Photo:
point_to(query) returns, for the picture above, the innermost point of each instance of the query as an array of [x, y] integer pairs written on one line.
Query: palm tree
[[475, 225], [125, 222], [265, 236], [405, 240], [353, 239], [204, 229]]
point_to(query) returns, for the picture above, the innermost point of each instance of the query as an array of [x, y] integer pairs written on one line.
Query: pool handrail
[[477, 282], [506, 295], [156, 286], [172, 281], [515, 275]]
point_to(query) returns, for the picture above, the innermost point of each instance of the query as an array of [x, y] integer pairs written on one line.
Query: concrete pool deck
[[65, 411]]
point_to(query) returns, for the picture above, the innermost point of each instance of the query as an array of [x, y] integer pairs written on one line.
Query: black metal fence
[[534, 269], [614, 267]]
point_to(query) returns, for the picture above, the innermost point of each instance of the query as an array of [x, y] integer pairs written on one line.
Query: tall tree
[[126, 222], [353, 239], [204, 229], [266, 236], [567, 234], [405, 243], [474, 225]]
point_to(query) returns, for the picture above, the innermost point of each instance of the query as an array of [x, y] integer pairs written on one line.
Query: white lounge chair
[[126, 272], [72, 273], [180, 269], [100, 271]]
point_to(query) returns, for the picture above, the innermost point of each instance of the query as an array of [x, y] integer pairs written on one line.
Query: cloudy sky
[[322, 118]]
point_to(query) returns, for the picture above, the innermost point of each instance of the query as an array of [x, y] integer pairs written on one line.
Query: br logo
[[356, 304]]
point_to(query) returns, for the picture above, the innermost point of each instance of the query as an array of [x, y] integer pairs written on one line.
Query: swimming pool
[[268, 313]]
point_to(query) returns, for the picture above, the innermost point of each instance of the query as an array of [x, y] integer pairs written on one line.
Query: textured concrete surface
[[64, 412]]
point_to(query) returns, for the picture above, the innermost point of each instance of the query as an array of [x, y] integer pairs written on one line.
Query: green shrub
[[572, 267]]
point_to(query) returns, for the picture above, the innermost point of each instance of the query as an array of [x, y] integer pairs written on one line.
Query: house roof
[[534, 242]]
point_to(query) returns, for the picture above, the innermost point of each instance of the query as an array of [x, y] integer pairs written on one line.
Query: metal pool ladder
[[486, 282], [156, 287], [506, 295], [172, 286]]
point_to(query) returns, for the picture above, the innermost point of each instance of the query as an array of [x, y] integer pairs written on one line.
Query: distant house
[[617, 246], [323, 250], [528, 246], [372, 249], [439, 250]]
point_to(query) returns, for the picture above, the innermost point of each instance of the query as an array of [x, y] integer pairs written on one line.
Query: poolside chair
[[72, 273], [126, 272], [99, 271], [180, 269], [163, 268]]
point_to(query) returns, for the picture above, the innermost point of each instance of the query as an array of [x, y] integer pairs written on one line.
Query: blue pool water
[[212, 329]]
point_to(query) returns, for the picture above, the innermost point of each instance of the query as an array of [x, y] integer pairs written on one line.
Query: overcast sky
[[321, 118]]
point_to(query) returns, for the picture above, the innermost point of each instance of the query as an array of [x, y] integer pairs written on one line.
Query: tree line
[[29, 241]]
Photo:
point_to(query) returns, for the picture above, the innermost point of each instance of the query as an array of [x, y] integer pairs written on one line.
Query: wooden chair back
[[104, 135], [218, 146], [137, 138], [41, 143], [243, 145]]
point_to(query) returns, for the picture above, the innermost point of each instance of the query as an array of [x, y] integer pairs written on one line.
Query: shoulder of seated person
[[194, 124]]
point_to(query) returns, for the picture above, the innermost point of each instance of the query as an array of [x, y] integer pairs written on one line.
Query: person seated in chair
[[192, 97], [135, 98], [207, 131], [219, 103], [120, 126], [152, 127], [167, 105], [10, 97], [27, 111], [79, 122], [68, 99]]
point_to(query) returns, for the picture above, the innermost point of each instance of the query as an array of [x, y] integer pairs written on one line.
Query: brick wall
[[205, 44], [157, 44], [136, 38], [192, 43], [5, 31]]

- Stated exercise: Recast the data above as a Markdown table with the columns Row and Line, where Row numbers each line in order and Line holds that line, leaving out any blank lines.

- Response to this exercise:
| Row | Line |
|---|---|
| 1 | Photo: |
| 2 | point_to(query) returns, for the picture above, the innermost point of each instance of the query as an array of [x, y] integer pairs written on one line. |
| 3 | Query: palm tree |
| 4 | [[475, 225], [125, 222], [265, 236], [405, 240], [353, 239], [204, 229]] |
| 5 | point_to(query) returns, for the picture above, the innermost point of each instance of the query as an array of [x, y] integer pairs written on one line. |
| 6 | Query: pool handrail |
| 7 | [[477, 282], [506, 295], [156, 286], [172, 281], [515, 275]] |
| 8 | point_to(query) returns, for the picture above, the innermost point of each instance of the query as an array of [x, y] integer pairs written on one line. |
| 9 | Query: concrete pool deck |
| 10 | [[65, 411]] |
| 11 | point_to(query) returns, for the picture above, the innermost point of each instance of the query as an array of [x, y] integer pairs written on one line. |
| 12 | Query: black metal fence |
| 13 | [[534, 269], [614, 267]] |
| 14 | point_to(query) returns, for the picture above, the innermost point of each instance of the query as an array of [x, y] integer pairs written on one line. |
| 15 | Query: tall tree |
| 16 | [[126, 222], [353, 239], [204, 229], [266, 236], [567, 234], [405, 243], [474, 225]] |
| 17 | point_to(query) returns, for the picture above, the innermost point of each instance of the query as an array of [x, y] integer pairs written on one line. |
| 18 | Query: white lounge chair |
| 19 | [[126, 272], [72, 273], [180, 269], [100, 271]] |
| 20 | point_to(query) returns, for the picture above, the innermost point of each instance of the query as an array of [x, y] integer pairs written on one line. |
| 21 | Query: cloudy sky |
| 22 | [[322, 118]] |
| 23 | point_to(query) returns, for the picture above, the innermost point of each instance of the query as an array of [x, y] integer pairs written on one line. |
| 24 | Query: br logo |
| 25 | [[356, 304]] |
| 26 | point_to(query) returns, for the picture above, the innermost point of each instance of the query as an array of [x, y] integer pairs written on one line. |
| 27 | Query: swimming pool |
| 28 | [[268, 313]] |
| 29 | point_to(query) returns, for the picture above, the innermost point of each instance of the query as an array of [x, y] integer pairs written on one line. |
| 30 | Query: textured concrete surface |
| 31 | [[64, 412]] |
| 32 | point_to(query) returns, for the picture above, the innermost point of each instance of the query as an array of [x, y] integer pairs written on one line. |
| 33 | Query: green shrub |
| 34 | [[572, 267]] |
| 35 | point_to(query) returns, for the picture above, the innermost point of each instance of the query as an array of [x, y] integer pairs written on one line. |
| 36 | Query: house roof |
| 37 | [[534, 242]] |
| 38 | point_to(query) returns, for the picture above, the innermost point of each instance of the query as an array of [x, y] integer pairs written on one line. |
| 39 | Query: metal pool ladder |
| 40 | [[486, 282], [156, 287], [506, 295], [172, 286]] |
| 41 | point_to(query) returns, for the picture above, the innermost point of each instance of the query as an array of [x, y] integer pairs written on one line. |
| 42 | Query: distant house |
| 43 | [[617, 246], [323, 250], [528, 246], [372, 249], [439, 250]] |
| 44 | point_to(query) returns, for the picture above, the innermost point of each instance of the query as an array of [x, y] integer pairs written on one line. |
| 45 | Query: poolside chair |
| 46 | [[72, 273], [126, 272], [99, 271], [180, 269], [163, 268]] |
| 47 | point_to(query) returns, for the picture above, the innermost point of each instance of the query as an array of [x, y] integer pairs written on one line. |
| 48 | Query: blue pool water |
| 49 | [[212, 329]] |
| 50 | point_to(query) returns, for the picture above, the innermost point of each instance of the query as an array of [x, y] integer pairs written on one line. |
| 51 | Query: overcast sky |
| 52 | [[321, 118]] |
| 53 | point_to(query) returns, for the picture above, the innermost point of each instance of the query as an array of [x, y] integer pairs written on one line. |
| 54 | Query: tree line |
| 55 | [[29, 241]] |
| 56 | Photo: |
| 57 | point_to(query) returns, for the picture above, the innermost point of each instance of the query as an array of [x, y] integer pairs written on one line. |
| 58 | Query: wooden chair back |
| 59 | [[104, 135], [218, 146], [137, 138], [41, 143], [243, 145]] |
| 60 | point_to(query) returns, for the picture above, the innermost point of each instance of the query as an array of [x, y] integer pairs written on one line. |
| 61 | Query: shoulder of seated person |
| 62 | [[194, 124]] |
| 63 | point_to(query) returns, for the picture above, the innermost point of each instance of the query as an array of [x, y] integer pairs written on one line. |
| 64 | Query: person seated in chair |
| 65 | [[192, 97], [135, 98], [207, 131], [219, 103], [120, 126], [152, 127], [167, 105], [10, 97], [27, 111], [79, 122], [68, 99]] |
| 66 | point_to(query) returns, for the picture above, the innermost point of each instance of the query as an array of [x, y] integer pairs written on one line. |
| 67 | Query: brick wall |
| 68 | [[205, 44], [157, 44], [136, 38], [192, 43], [5, 31]] |